What this task involves - Transcribe the records in full; omit images.

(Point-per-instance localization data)
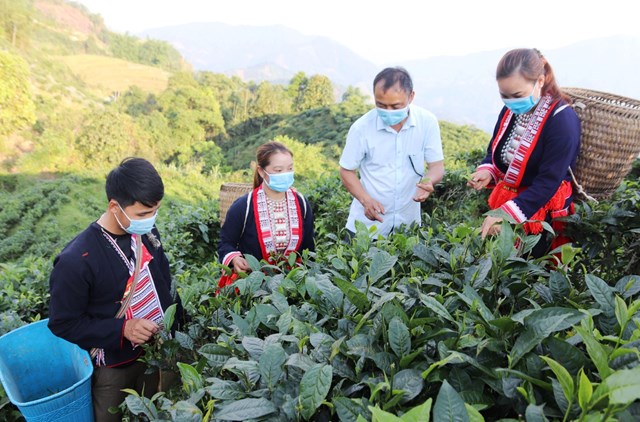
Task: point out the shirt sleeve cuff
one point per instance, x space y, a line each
511 208
229 257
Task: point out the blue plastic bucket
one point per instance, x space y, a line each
48 378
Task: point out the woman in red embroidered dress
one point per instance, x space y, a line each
535 141
270 222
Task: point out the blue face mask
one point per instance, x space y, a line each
521 105
393 117
139 227
280 182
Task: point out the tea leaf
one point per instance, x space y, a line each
535 413
355 296
381 263
271 363
419 413
449 405
399 337
314 387
245 409
563 377
602 293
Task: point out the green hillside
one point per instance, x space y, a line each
432 323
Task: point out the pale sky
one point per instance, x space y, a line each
395 30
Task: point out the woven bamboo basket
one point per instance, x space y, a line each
610 141
229 192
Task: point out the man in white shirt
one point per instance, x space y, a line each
389 146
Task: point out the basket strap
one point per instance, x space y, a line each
559 109
246 213
581 190
304 204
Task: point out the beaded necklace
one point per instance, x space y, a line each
279 220
513 140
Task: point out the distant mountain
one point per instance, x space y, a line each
272 53
463 89
459 89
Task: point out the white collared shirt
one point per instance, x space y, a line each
382 156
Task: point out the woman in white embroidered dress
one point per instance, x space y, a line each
535 141
270 222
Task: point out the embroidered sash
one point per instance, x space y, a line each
528 141
145 303
263 224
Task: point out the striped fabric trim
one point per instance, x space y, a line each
528 141
229 257
145 302
263 223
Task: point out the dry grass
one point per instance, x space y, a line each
108 74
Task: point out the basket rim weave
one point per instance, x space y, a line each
610 139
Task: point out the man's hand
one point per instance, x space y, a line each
240 264
139 331
424 189
373 209
480 179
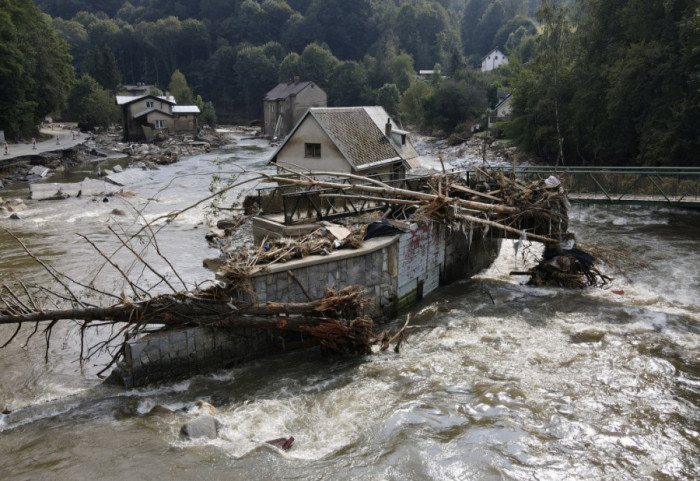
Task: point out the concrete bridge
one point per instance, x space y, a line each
61 138
650 186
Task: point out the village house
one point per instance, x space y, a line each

Exercise output -
Task: point out the shirt sleeve cuff
one point per instance, x space y, a line each
511 208
229 257
Task: point out the blue plastic bucket
one point per instance, x space y, a line each
48 378
Task: point out the woman in red embroidered dress
one point per instance, x space y, a line each
535 141
270 222
Task: point out the blue face mask
one point per instance, x space y, a line each
521 105
393 117
139 227
280 182
Task: point out the tea leaf
one point per instance, x space y, a line each
535 413
355 296
381 263
271 363
419 413
449 405
399 337
314 387
245 409
563 377
602 293
Task: point out the green hillside
one point per instance, x space y, a line each
432 323
Task: point out the pale sky
one point per instance, x space y, a line each
395 30
Task: point out the woven bamboo basket
one point per instance, x space y, a line each
610 141
229 192
Task: point out the man in white shirt
one point per instance, x space y, a line each
389 146
Task: point out the basket strap
one point per instance, x space y, a line each
559 109
246 213
581 190
304 204
Task: point out the beaded necklace
one point per instance, x space y, a line each
279 220
513 140
Task: point out the distant mountain
one point per instance, x space y, a line each
272 53
463 89
459 89
Task: point out the white collared shirt
one point per instance, x space y, a line each
382 156
Task: point out the woman in white embroidered dress
one point per instance, x space y, a line each
535 141
270 222
Task: point out the embroidered sash
one point per instance, x space y, a line each
528 141
145 303
263 224
Task: point out the striped fabric trim
one point per instance, x space y, a line each
528 141
229 257
145 302
263 223
Task: point out the dry grass
one point per instance, x space y, a line each
108 74
Task: point out the basket rim weave
one point per instance, x space y, a line each
610 139
Task: point out the man's hand
one point per instance, x space y, a line each
240 264
139 331
424 189
373 209
480 179
Task: point out the concrete bridge
one point per instance, x space y, a line each
61 138
650 186
Task: point out the village house
one point per instance, x space y, a line each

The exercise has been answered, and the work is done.